**ESERCIZI DA SVOLGERE:**
a) Trascriva dall'omelia tutto il passo che va da «25 maggio 2010» fino a «Lubich nel 1999.».
b) Nella promessa di Gesù riportata nell'omelia, che cosa si può lasciare per causa sua e del Vangelo? Elenchi ogni voce.
c) Prosegua l'omelia a partire dalla sua ultima frase.

**TESTO ESTRATTO:**

OMELIA DEL CARDINALE ENNIO ANTONELLI,
PRESIDENTE DEL PONTIFICIO CONSIGLIO PER LA FAMIGLIA

25 maggio 2010

 

Il Vangelo che abbiamo ascoltato è quello del giorno. Non è stato scelto da noi intenzionalmente. Eppure è quanto mai adatto per l’evento culturale che ci ha riuniti qui oggi: la commemorazione del Dottorato honoris causa in economia, conferito a Chiara Lubich nel 1999.

Abbiamo ascoltato la solenne promessa di Gesù: “In verità io vi dico: non c’è nessuno che abbia lasciato casa o fratelli o sorelle o madre o padre o figli o campi per causa mia e per causa del Vangelo, che non riceva già ora, in questo tempo, cento volte tanto in case e fratelli e sorelle e madri e figli e campi, insieme a persecuzioni, e la vita eterna nel tempo che verrà” (Mc 10, 29-30). Questo testo è stato messo da Chiara stessa in relazione con l’economia di comunione; anzi è stato da lei richiamato anche nel discorso pronunciato qui a Piacenza nel 1999. Assai prima però era stato sperimentato nella vita privata di Chiara, delle Focolarine e dei Focolarini fin dalle origini del Movimento.

**SEZIONE DATI:**
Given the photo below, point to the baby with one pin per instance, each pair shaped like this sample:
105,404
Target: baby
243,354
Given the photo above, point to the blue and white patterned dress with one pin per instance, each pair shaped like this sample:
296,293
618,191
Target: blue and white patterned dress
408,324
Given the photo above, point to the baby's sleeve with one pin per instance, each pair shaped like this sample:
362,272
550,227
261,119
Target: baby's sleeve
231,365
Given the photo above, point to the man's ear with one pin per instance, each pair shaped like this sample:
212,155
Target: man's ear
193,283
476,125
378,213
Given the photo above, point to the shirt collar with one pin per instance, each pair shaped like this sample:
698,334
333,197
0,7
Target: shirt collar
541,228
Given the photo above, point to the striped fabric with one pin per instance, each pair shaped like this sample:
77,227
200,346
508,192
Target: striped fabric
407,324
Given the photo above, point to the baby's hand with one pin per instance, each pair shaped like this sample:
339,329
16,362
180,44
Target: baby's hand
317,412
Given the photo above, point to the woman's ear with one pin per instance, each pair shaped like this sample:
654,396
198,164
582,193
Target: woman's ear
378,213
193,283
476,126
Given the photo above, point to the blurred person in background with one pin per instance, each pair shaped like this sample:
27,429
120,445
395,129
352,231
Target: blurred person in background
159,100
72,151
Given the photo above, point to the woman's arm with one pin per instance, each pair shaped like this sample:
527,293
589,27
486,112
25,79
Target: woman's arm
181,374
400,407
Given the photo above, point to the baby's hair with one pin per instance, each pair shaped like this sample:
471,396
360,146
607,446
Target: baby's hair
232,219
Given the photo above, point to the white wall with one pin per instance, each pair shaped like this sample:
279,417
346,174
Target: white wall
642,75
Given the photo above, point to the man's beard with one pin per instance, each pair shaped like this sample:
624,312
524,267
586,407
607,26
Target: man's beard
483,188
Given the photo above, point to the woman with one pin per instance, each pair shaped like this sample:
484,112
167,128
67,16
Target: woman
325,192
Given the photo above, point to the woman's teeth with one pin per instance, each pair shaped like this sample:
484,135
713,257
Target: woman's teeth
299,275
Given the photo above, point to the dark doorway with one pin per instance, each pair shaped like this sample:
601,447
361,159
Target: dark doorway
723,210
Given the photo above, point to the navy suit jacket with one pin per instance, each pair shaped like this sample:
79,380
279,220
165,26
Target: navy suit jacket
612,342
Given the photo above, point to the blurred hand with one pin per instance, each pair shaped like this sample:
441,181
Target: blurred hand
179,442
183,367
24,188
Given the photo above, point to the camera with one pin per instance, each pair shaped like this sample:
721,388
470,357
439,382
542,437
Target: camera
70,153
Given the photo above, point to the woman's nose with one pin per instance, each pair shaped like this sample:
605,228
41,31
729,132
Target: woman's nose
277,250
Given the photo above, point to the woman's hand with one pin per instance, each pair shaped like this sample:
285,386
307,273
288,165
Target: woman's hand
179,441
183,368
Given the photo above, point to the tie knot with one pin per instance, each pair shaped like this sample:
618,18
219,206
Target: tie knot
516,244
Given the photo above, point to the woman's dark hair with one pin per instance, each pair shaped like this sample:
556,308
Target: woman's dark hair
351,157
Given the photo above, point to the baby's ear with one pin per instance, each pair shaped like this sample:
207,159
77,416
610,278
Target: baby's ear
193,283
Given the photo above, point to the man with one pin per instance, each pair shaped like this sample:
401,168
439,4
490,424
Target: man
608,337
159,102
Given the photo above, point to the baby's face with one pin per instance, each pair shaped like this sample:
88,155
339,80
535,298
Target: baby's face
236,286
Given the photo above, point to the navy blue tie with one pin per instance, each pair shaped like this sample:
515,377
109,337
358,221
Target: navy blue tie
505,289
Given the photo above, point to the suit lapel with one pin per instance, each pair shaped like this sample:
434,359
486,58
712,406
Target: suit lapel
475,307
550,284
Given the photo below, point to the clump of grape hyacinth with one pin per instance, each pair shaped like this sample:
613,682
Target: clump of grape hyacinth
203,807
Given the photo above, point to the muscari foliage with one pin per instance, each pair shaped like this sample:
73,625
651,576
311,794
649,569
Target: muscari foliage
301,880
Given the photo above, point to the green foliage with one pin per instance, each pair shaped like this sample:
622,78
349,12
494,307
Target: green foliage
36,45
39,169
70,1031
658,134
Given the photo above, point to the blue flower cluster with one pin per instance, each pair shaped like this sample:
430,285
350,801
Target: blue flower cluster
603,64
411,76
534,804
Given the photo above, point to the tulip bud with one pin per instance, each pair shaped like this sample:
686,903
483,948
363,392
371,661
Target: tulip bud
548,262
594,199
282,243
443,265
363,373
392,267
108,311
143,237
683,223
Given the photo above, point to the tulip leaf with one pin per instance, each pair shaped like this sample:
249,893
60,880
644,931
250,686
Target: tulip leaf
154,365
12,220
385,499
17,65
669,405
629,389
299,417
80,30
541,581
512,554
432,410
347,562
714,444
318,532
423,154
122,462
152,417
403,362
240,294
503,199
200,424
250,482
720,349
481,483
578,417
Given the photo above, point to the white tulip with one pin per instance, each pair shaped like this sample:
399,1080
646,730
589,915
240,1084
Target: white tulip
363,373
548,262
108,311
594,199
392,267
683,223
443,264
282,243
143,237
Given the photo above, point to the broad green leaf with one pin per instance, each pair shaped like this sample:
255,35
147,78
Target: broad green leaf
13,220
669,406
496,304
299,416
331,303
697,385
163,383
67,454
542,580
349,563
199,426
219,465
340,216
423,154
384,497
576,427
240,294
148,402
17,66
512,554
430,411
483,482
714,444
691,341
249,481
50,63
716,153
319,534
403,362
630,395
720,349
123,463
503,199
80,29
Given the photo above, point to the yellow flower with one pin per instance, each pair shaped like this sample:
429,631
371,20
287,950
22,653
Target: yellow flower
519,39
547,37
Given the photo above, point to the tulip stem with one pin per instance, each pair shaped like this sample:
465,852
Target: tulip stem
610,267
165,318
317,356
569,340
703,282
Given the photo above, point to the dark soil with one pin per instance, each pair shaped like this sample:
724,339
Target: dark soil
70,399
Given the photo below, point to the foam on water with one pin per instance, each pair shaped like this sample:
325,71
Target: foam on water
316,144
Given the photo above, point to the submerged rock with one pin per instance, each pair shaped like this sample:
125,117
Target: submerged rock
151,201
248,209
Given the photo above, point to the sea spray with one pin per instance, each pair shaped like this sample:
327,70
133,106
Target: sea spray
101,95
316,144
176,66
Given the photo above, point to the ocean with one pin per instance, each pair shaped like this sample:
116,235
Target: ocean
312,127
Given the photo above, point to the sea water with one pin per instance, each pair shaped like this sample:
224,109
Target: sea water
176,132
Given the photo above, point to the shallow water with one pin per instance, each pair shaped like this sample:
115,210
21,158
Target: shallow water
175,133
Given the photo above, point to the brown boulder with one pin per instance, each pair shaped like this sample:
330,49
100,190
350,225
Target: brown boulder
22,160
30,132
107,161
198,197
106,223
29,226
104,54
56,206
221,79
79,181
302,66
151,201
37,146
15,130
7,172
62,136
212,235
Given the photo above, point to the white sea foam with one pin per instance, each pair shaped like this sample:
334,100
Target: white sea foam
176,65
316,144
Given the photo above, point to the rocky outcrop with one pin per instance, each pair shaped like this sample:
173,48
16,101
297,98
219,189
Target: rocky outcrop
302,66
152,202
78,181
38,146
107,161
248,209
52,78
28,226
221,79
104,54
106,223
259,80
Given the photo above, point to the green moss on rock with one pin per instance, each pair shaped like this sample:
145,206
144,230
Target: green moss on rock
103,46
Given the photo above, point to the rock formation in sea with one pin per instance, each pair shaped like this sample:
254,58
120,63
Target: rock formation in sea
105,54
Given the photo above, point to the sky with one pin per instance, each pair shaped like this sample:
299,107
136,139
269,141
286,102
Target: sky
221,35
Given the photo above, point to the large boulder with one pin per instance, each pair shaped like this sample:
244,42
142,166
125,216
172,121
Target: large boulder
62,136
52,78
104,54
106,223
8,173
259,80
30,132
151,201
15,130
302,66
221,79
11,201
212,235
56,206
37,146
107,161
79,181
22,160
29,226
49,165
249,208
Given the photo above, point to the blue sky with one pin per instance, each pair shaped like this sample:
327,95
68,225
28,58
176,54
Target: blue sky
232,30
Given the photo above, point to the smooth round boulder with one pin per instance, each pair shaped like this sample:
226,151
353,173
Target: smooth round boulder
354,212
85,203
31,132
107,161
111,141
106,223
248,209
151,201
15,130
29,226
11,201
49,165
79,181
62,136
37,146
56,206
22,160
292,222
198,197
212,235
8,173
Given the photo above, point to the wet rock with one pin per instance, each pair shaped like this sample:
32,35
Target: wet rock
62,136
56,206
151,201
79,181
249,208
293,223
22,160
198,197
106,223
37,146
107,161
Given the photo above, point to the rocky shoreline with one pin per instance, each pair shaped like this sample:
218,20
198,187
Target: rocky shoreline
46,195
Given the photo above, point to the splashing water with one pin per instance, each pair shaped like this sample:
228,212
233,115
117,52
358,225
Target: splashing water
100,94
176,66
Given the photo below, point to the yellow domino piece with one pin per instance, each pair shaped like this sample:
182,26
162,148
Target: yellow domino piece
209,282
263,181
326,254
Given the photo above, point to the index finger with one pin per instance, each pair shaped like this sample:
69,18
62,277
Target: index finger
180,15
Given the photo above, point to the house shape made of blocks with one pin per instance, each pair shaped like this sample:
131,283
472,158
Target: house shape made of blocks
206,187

**RISPOSTE PER ESERCIZIO:**
a)
25 maggio 2010

 

Il Vangelo che abbiamo ascoltato è quello del giorno. Non è stato scelto da noi intenzionalmente. Eppure è quanto mai adatto per l’evento culturale che ci ha riuniti qui oggi: la commemorazione del Dottorato honoris causa in economia, conferito a Chiara Lubich nel 1999.

b) Casa, fratelli, sorelle, madre, padre, figli, campi.

c)
La promessa di Gesù vale per i rapporti interpersonali, prima ancora che per i rapporti sociali. “Se tu lo segui – scrive Chiara – per poco che gli dai, ti stracarica di doni” (Dottrina spirituale, p. 40). E ancora: “Date e vi sarà dato (Lc 6, 38), leggevamo un giorno nel Vangelo. Davamo. V’era un solo uovo in casa per tutte? Lo porgevamo al povero. Ed ecco in mattinata arrivare un sacchetto di uova. Così con varie cose (mele, vestiario). Gesù aveva promesso e ora manteneva. Il Vangelo era, dunque, credibile, vero … Cristo è vivo” (p. 39). Il poco, dunque, a cui si rinuncia, viene largamente ricompensato. Chiara però comprende che non è importante quanto si dà, poco o molto che sia, ma il dare se stessi e quindi, in certo senso, dare tutto. Ella scrive: “Il Vangelo ti copre d’amore, ma esige tutto. Se il chicco di grano caduto in terra non muore, dice Gesù, rimane solo; se invece muore, produce molto frutto (Gv 12, 24). Morire, dunque”. Secondo la sua spiritualità, occorre entrare in una dinamica pasquale, abbracciando Gesù crocifisso e abbandonato, sorgente di unità e di vita nuova.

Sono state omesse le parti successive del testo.